[[ Selected text, beginning ]]

1. Highly formatted title page.

2. Abstract. Single paragraph double spaced with no indentation describing in one paragraph (250 words or so) an educational problem you've encountered and the solutions to it you are proposing.

3. Title again. Headings must be centered and bolded using upper and lower case letters. Text below must be double spaced with indented first line. Provide a brief overview of your project including a) (fake) school, b) problem, c) intervention, d) target audience, e) purpose or goal, f) your role in the project. Close by describing how this deliverable is divided into 3 sections: Planning, Implementation, and Evaluation.

4. New page. Planning. State the problem... AGAIN. Include the following: 1. Problem (YET AGAIN) in one sentence. 2. How it manifests itself 3. Evidence to support claims of the problem (how is this different from number 2?) 4. Scope and significance of the problem. 5. With whom and how you collaborated in identifying the problem. 6. Potential consequences if the problem is not addressed.

Now here we get into the problem of what should be REAL and what should be MADE UP. I think the best way to do this would be to use your current teaching situation and write about ACTUAL problems and interventions but use no specific names or information so as to give the appearance of secondary rather than primary research. See how Mickey Mouse this is? I don't know why they don't just let us write a thesis. Do some research and write a paper   ---   like the format EVERY SINGLE ONE of the previous 11 courses has taken!!! My theory is that they needed to publish lots of papers written by students in order to better qualify for regional accreditation. But they HAVE ACHIEVED that and it's nothing to sneeze at. Same accreditation body as Berkeley and Stanford. So why not just abandon this bullshit and let us write theses? Your guess is as good as mine.

Oh we're far from finished. Organizational Context with a list of details including collaboration genuine or fabricated I don't know, history of this problem in other places YES this means I have to do research so despite having to describe the uniqueness of my project, I have to include past research showing how NON-unique it is. Causes of the problem AGAIN, and possible barriers or challenges.

Intervention. Describe for the fifth time what you are doing only this time they suggest a table, graph or other visual. 

Believe it or not... Purpose Statement. State the purpose in one sentence. State your expected outcomes.

Review of Literature. Okay, good. I get to use some of the learning from the other courses to support my study. "Any lit older than 5 years should be labeled "siminal."" So must include RECENT projects and lit and theories related to my topic. Again don't do what they tell me to do and make it something unique or there won't be any. 

Project methods.

Stakeholders and audience. How they would be impacted by your project. Just an excuse to use the very academic sounding word "impact." 

Intervention implementation plan. Is this like maybe METHODS? Well you need to give details like a timeline (again should I fudge some imaginary timeline of when I did what I did when I didn't? OR should I really do it and pretend like I didn't?) HOW FUCKED UP IS THAT? Wait it gets more fucked up.

There will be three separate sections. One is PRIOR to implementation, one is DURING, and section 3 will be, you guessed it, afterwards. So do I just make up learning outcomes? "EVERYTHING went as planned and all my students are now fluently speaking English!" Woohoo!

[[ Selected text, end ]]

## What to do
1 - From the project outline, output the passage that begins at the words "Oh we're far" and stops after the words "or other visual.".
2 - Decide whether each statement agrees with the project outline, answering yes or no and quoting the deciding words: (a) The abstract should run to about 250 words. (b) Headings must be aligned to the left. (c) The deliverable is split into four sections.
3 - Write the next part of the project outline, picking up after its last line.

[[ Records provided, beginning ]]

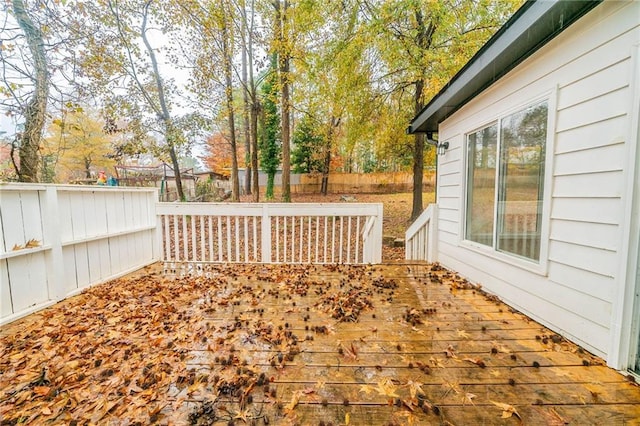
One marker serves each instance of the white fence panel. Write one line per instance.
(270, 233)
(57, 240)
(420, 238)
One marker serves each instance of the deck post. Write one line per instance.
(266, 234)
(55, 261)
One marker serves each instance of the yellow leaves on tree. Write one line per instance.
(76, 145)
(220, 155)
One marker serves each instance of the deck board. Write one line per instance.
(206, 338)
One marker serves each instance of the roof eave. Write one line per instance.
(531, 27)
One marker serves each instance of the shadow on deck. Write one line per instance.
(263, 344)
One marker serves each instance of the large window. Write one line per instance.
(505, 182)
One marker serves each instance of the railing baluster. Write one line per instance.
(229, 258)
(349, 240)
(167, 238)
(341, 236)
(333, 240)
(277, 239)
(236, 220)
(220, 252)
(301, 234)
(309, 239)
(246, 240)
(255, 238)
(202, 252)
(317, 235)
(185, 239)
(357, 238)
(239, 236)
(211, 254)
(284, 239)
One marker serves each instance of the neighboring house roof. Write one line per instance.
(530, 28)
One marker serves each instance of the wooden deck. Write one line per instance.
(393, 344)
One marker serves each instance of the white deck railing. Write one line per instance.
(420, 238)
(56, 240)
(270, 233)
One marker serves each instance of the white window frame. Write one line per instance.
(539, 267)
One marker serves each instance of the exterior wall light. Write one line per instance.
(442, 147)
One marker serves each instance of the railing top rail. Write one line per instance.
(18, 186)
(274, 209)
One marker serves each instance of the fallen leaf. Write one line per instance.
(415, 388)
(32, 243)
(294, 401)
(463, 334)
(468, 398)
(450, 352)
(387, 388)
(367, 389)
(41, 390)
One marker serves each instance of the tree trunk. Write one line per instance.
(269, 191)
(418, 157)
(235, 185)
(255, 110)
(246, 123)
(35, 111)
(424, 38)
(164, 115)
(324, 186)
(254, 144)
(284, 59)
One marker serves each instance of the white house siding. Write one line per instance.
(588, 74)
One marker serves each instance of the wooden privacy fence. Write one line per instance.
(270, 233)
(59, 239)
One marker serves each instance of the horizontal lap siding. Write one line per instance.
(590, 67)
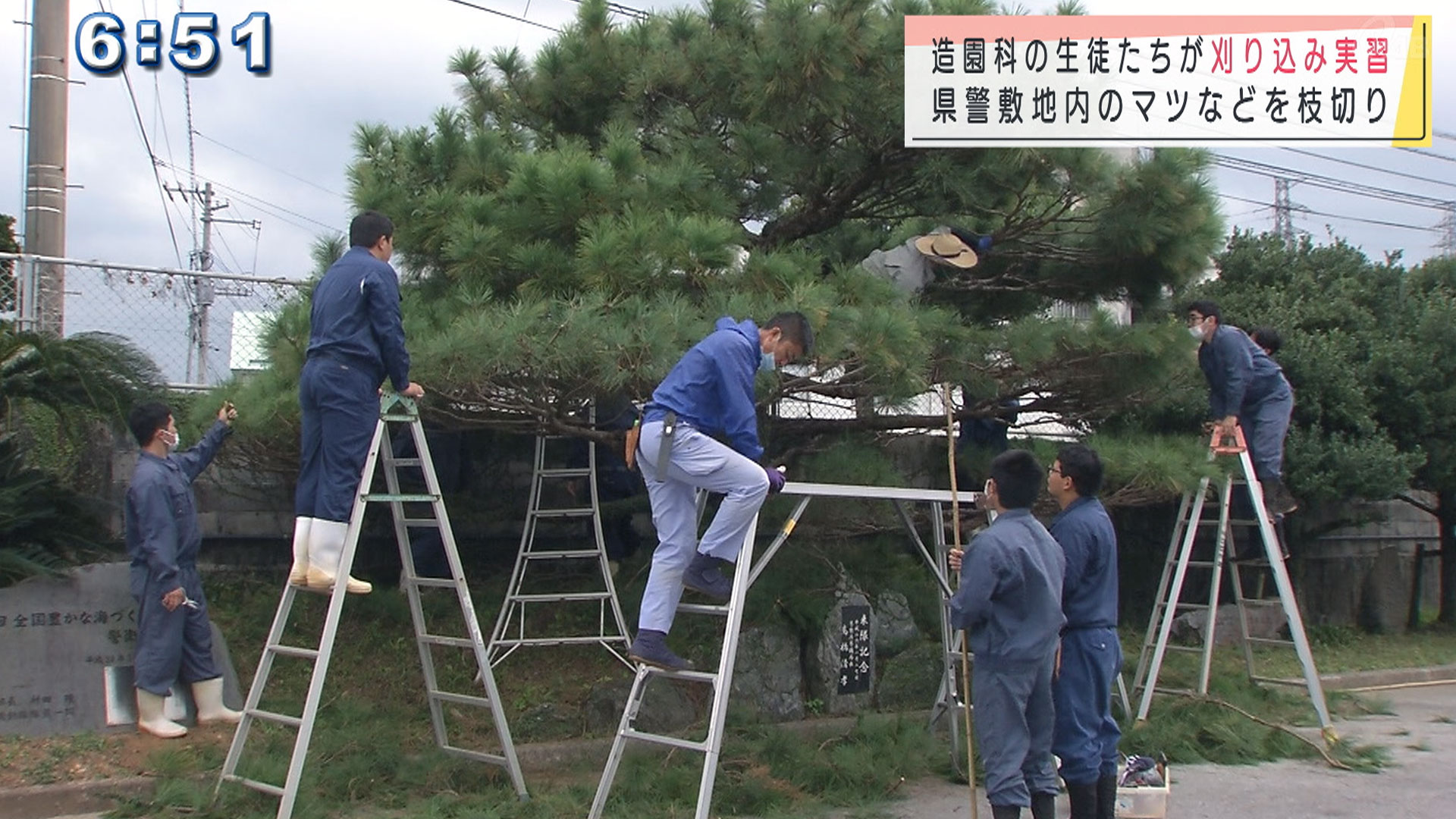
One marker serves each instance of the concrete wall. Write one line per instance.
(1365, 575)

[[ Records provided, end ]]

## Answers to the exercises
1 -
Oh we're far from finished. Organizational Context with a list of details including collaboration genuine or fabricated I don't know, history of this problem in other places YES this means I have to do research so despite having to describe the uniqueness of my project, I have to include past research showing how NON-unique it is. Causes of the problem AGAIN, and possible barriers or challenges.

Intervention. Describe for the fifth time what you are doing only this time they suggest a table, graph or other visual.

2 -
(a) Yes: "(250 words or so)"
(b) No: "Headings must be centered and bolded using upper and lower case letters."
(c) No: "this deliverable is divided into 3 sections: Planning, Implementation, and Evaluation."

3 -
Expected Outcomes. Discuss expected outcomes and ACTUAL outcomes. Actual or made up? Make up your fucking minds! "I thought my plan wouldn't be so successful but it turns out I'm a genius."

Provide a lead-in like "The following questions guided this project..." So for the SIXTH time, what are you doing only like we're now playing Jeopardy and phrasing our answers in question form.

Data sources and collection procedures. Describe each data source separately. Must be SECONDARY. Don't forget that. 

Data analysis. List the sources AGAIN. Describe how they were analyzed. Ummm I fucking READ them and THOUGHT ABOUT them. 

Limitations. Describe the weaknesses in your project. Like the overarching weakness of it being complete bullshittery? Identify areas that could not be improved. The whole thing NEEDS to be improved but I can't do that. 

Ethical Issues. How were ethical issues addressed and mitigated? I don't think they will be. I can't possibly do this without Chat GPT. 

There are pages more of separate sections like sections 2 and 3 of Implementation, Process Analysis, Data Analysis and many other superfluous sections to add more rigor for rigor's sake. But I want to stay on this ethics section. I am getting a very familiar feeling here that you may recognize from any of my most recent posts. NOWHERE in the course description did it tell me I'd be subjected to this Herculean task of a capstone course. I assumed, like most of the hundred or so students with whom I collaborated during the course, that we'd be writing standard theses. I feel pretty safe in saying that not a single one of my cohorts in this program would rather subject him or herself to such an academic abortion. But I don't think any of us knew what was in store for us. Has the past three years taking this course been yet another in a long list of SCAMS?

I'm sure getting that feeling. How bout you?

At any rate, if nobody notices this and they don't kick me out of the school, there IS a possibility of getting this damn thing done. I am pretty much decided (and this is what I meant by the first line of this post) to drop this fucking course yet again. But in the 8-10 weeks I have to wait till it is available again I can do all the research and data collection FOR REAL here where I'm working, I'll have to make it look like I haven't done it and keep it anonymous by (and I'm not making this up) creating a fake name for the school and the principal for the permission forms I need to fill out. At least the data will seem more authentic that way because it will be. 

I have written an email to my prof asking if my current situation and a curriculum adjustment plan on how to make things easier for international students studying in university in Korea and in English will be a viable project topic or not. If not, I officially give up. If she says it'll be okay then I'll need to conduct all this research while teaching the next semester here and implement my strategic accommodations and interventions, record them all, make charts and graphs, and write up this horrifically and unnecessarily complex academic study.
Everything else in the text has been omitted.